● Testo fornito:
Il vicepresidente del Sabor e deputato al seggio specifico garantito alla CNI al Parlamento croato, Furio Radin / Foto Sandra Simunovic/PIXSELL

“Il segreto della mia longevità sta nel fatto che non ho mai avuto capi”, così il vicepresidente del Sabor e deputato al seggio specifico riservato alla CNI ha spiegato al network informativo N1 le ragioni che gli hanno consentito di diventare l’uomo politico con la più lunga permanenza (trent’anni) al Parlamento croato. Nel corso della conversazione con la giornalista Mašenka Vukadinović, Radin ha annunciato che è giunto a un punto della carriera quando può concedersi il lusso di non essere politicamente corretto. “Forse è arrivato il momento d’essere politicamente scorretti”, ha ironizzato Radin, osservando che nella società stanno succedendo cose che la politica non è in grado di gestire. A tale proposito ha menzionato lo scandalo costato un miliardo di kune all’INA, il caso Uljanik e la necessità di trovare il modo per garantire che sia la politica a gestire i grandi sistemi e non viceversa.
Rispondendo alla domanda postagli dall’intervistatrice sull’esito del Censimento 2021, Radin ha parlato dei diritti delle minoranze nazionali, in particolare del diritto al bilinguismo. “Tutto evolve e per quanto concerne l’attuazione dei diritti della CNI non potrò mai dirmi pienamente soddisfatto. Posso dichiararmi relativamente soddisfatto nonostante l’opposizione nelle nostre file trovi sempre qualche motivo per lamentarsi”, ha dichiarato Radin. Ha osservato che tra la manciata di minoranze che hanno maturato il diritto al bilinguismo il risultato raggiunto in quest’ottica dalla CNI è nettamente superiore rispetto a quello delle altre etnie. “In Istria, ma non a Fiume purtroppo”, ha puntualizzato Radin. “Si tratta di un obiettivo che abbiamo centrato negli anni ‘90 assieme a un partito regionalista, del quale non faremo il nome, ma si tratta della DDI. Abbiamo firmato un accordo e sviluppato una politica comune – ha proseguito – che ha portato al cambiamento degli Statuti (delle unità d’autogoverno regionale e locale)”.

(Elenco dei dati)
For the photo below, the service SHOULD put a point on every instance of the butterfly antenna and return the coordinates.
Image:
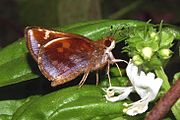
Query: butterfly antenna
(108, 69)
(118, 69)
(81, 83)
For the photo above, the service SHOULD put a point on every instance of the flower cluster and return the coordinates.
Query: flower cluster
(149, 47)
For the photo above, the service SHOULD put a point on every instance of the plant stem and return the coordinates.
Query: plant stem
(165, 87)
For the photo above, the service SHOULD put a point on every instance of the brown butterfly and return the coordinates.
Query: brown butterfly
(62, 57)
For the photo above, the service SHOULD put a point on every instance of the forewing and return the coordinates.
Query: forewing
(36, 37)
(65, 58)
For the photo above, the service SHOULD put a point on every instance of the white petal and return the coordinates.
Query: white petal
(123, 93)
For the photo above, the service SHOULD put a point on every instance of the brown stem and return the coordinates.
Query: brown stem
(165, 103)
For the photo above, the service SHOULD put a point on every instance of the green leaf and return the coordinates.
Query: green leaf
(69, 103)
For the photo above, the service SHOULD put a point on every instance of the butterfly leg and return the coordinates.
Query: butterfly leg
(83, 79)
(97, 77)
(115, 62)
(108, 70)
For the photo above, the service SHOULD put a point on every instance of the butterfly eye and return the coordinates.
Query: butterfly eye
(107, 42)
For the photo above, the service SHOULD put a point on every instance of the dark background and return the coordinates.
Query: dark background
(15, 15)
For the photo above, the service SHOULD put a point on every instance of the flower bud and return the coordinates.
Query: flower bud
(137, 60)
(147, 53)
(165, 53)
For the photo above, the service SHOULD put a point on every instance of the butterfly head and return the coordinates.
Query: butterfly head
(109, 43)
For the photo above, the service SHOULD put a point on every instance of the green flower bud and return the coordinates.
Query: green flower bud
(154, 35)
(165, 53)
(147, 53)
(137, 60)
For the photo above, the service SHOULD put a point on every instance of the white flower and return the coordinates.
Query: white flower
(146, 85)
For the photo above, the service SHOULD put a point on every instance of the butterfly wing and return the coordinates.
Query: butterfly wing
(36, 37)
(63, 59)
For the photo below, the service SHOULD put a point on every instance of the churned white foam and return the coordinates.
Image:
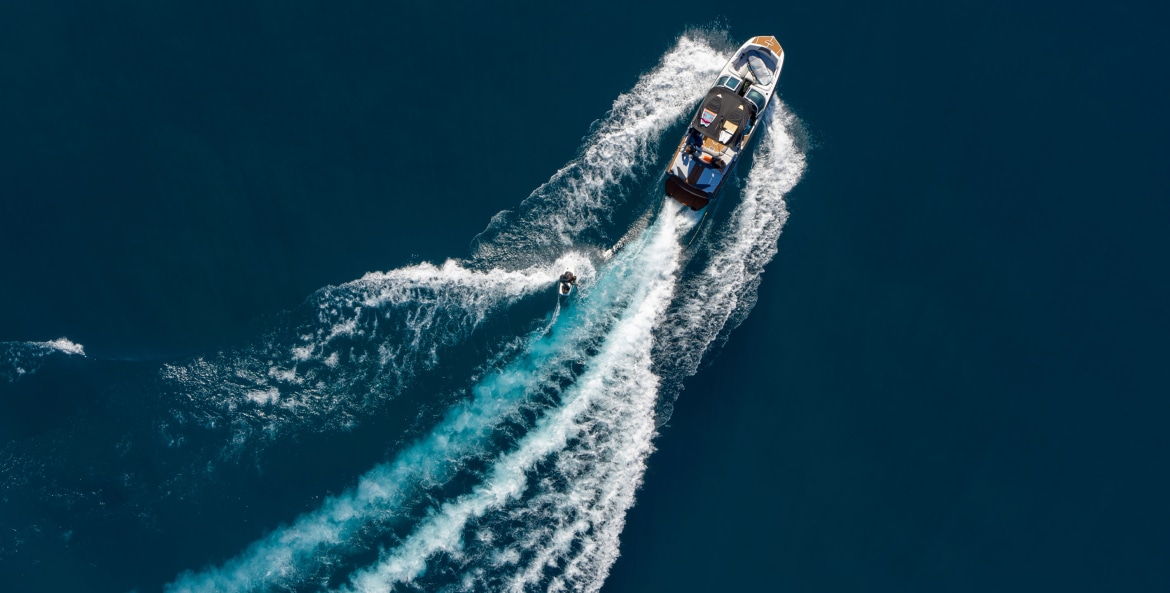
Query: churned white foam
(572, 205)
(549, 448)
(62, 345)
(22, 358)
(718, 297)
(605, 416)
(294, 552)
(362, 343)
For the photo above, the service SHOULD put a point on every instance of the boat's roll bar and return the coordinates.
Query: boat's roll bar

● Cosa fare:
Nel testo sull'intervista a Furio Radin, a che cosa attribuisce lui la sua lunga permanenza al Parlamento croato? Rispondi in una, due o tre frasi. Le voci sono materiale a sé, distinto dal testo.

● Compito svolto:
Radin attribuisce la sua longevità politica, trent'anni al Parlamento croato, al fatto di non aver mai avuto capi. Lo ha spiegato al network informativo N1.